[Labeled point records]
++++++++++

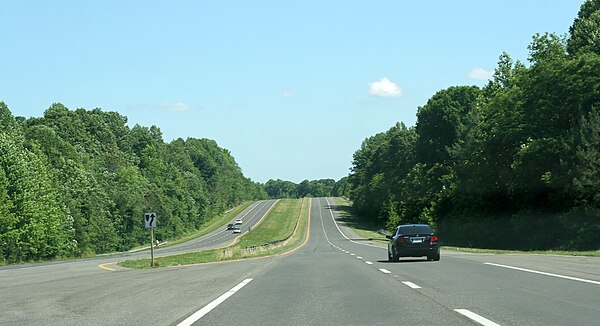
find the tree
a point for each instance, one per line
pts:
(584, 33)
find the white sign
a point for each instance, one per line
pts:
(150, 220)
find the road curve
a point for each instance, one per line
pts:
(335, 278)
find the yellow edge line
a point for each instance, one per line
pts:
(307, 231)
(108, 268)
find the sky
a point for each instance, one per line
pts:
(290, 88)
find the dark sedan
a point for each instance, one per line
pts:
(413, 240)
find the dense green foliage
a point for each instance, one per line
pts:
(77, 182)
(515, 164)
(313, 188)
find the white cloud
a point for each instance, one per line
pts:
(481, 74)
(385, 88)
(179, 106)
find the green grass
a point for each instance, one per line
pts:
(363, 227)
(212, 225)
(277, 225)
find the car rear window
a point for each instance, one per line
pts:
(415, 229)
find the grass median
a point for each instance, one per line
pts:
(364, 228)
(287, 220)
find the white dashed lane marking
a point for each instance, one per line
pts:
(411, 285)
(476, 318)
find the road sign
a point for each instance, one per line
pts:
(149, 220)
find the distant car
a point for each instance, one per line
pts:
(413, 240)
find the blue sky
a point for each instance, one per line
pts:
(291, 88)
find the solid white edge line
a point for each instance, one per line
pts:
(544, 273)
(475, 317)
(212, 305)
(411, 285)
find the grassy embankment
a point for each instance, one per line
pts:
(368, 230)
(279, 224)
(212, 225)
(362, 227)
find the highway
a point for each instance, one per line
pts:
(334, 278)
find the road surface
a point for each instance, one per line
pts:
(335, 278)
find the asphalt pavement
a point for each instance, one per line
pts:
(334, 278)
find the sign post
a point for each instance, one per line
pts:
(150, 222)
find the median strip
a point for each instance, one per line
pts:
(281, 228)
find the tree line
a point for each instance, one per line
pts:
(307, 188)
(75, 183)
(514, 164)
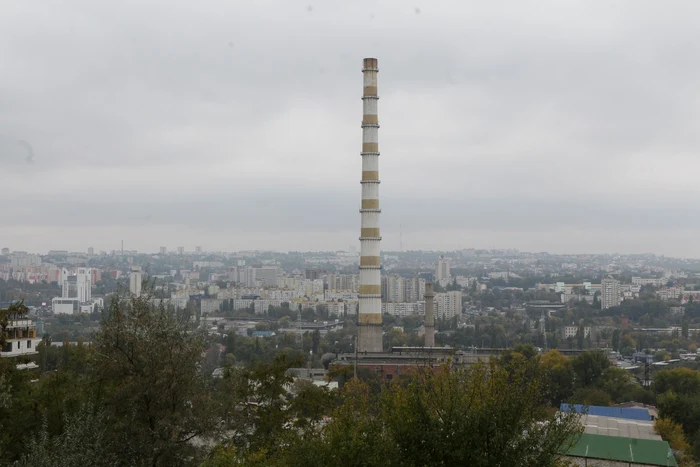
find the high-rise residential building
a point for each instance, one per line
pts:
(402, 289)
(135, 281)
(22, 259)
(343, 282)
(267, 276)
(78, 285)
(370, 311)
(429, 316)
(442, 269)
(609, 293)
(449, 304)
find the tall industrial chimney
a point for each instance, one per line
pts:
(370, 312)
(429, 316)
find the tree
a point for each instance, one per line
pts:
(617, 383)
(589, 367)
(316, 341)
(84, 440)
(671, 432)
(557, 369)
(682, 381)
(147, 364)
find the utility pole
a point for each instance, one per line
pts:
(355, 369)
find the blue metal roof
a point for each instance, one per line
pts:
(616, 412)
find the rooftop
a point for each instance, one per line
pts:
(637, 451)
(615, 412)
(610, 426)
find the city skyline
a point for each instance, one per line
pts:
(507, 129)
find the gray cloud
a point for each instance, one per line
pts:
(501, 122)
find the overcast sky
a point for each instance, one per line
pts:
(561, 126)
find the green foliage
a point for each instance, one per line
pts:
(84, 440)
(473, 416)
(683, 381)
(558, 371)
(147, 368)
(589, 367)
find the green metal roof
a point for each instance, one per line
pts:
(638, 451)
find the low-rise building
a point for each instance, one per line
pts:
(19, 337)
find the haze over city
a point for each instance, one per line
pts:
(559, 126)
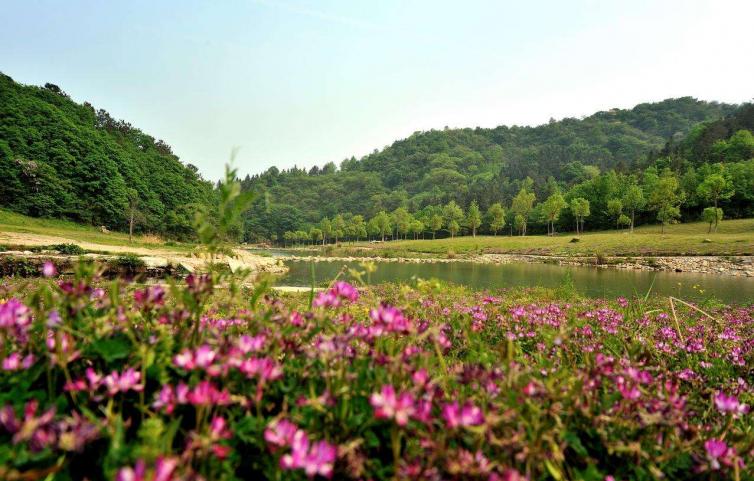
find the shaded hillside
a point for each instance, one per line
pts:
(66, 160)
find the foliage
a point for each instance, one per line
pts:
(65, 160)
(608, 150)
(107, 381)
(68, 249)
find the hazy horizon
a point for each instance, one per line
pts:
(307, 83)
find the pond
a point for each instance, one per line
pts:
(589, 281)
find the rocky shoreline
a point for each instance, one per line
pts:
(740, 266)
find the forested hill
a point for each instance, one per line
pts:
(62, 159)
(486, 165)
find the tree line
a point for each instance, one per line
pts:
(655, 196)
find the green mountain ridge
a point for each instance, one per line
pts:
(61, 159)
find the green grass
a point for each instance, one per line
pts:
(18, 223)
(734, 237)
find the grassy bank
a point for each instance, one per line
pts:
(734, 237)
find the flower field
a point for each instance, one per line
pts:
(189, 381)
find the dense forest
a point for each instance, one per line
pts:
(676, 160)
(66, 160)
(410, 184)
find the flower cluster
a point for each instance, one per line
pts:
(141, 383)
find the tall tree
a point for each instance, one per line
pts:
(338, 227)
(551, 209)
(435, 224)
(326, 227)
(712, 215)
(634, 201)
(453, 215)
(382, 220)
(665, 198)
(615, 209)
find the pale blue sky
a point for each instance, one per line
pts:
(307, 82)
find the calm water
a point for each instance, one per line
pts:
(590, 281)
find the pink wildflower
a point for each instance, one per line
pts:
(48, 269)
(387, 405)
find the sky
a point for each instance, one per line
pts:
(297, 82)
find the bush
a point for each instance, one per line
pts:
(129, 263)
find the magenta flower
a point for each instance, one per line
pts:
(387, 405)
(184, 360)
(320, 459)
(204, 356)
(163, 471)
(165, 399)
(729, 404)
(249, 344)
(317, 460)
(717, 450)
(299, 449)
(390, 317)
(218, 429)
(129, 473)
(530, 389)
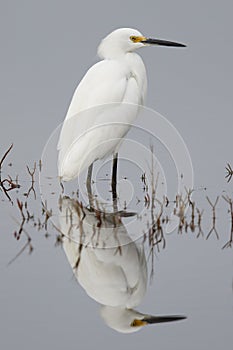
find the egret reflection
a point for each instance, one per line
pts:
(110, 267)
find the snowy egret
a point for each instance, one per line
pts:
(112, 270)
(118, 79)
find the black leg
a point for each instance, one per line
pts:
(114, 180)
(88, 185)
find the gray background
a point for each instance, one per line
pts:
(46, 47)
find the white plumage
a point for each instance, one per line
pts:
(111, 84)
(110, 267)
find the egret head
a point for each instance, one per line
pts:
(124, 40)
(128, 320)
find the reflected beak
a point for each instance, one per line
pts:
(160, 319)
(159, 42)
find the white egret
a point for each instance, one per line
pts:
(110, 267)
(118, 80)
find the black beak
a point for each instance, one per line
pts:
(162, 42)
(161, 319)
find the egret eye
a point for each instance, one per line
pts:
(133, 38)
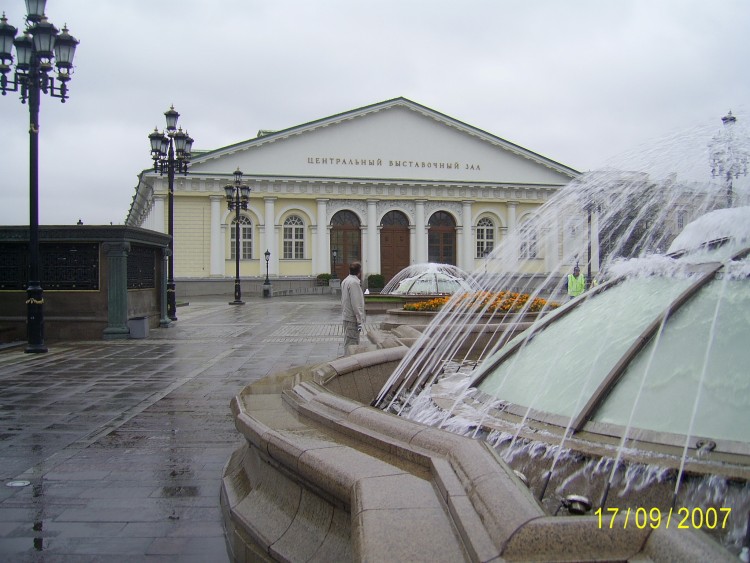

++++++++++

Your objective> Please show every line of the material above that contains the word "tall", copying each line in full; case counts.

Answer below>
find the tall industrial chimney
find the tall tree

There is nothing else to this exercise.